Reproduce the data below word for word, keeping every line and its order unchanged.

-=-=-=-=-

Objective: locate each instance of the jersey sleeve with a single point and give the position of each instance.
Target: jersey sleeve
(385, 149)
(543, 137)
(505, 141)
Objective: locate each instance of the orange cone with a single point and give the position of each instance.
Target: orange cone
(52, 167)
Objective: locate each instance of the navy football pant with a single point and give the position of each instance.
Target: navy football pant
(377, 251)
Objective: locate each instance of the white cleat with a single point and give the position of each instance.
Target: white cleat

-=-=-=-=-

▶ [Answer]:
Objective: locate each instance of the jersey sleeve with a single point and give the position of each instance.
Target: jersey sleeve
(385, 149)
(543, 137)
(505, 141)
Objective: locate each instance of the orange cone with a single point and give the position of each instance.
Target: orange cone
(52, 167)
Objective: locate each instance of the navy football pant with a single point and give the position of each instance.
Target: navy football pant
(377, 251)
Objective: locate each instance of the white cleat with a single point and give the position of each instance.
Target: white cleat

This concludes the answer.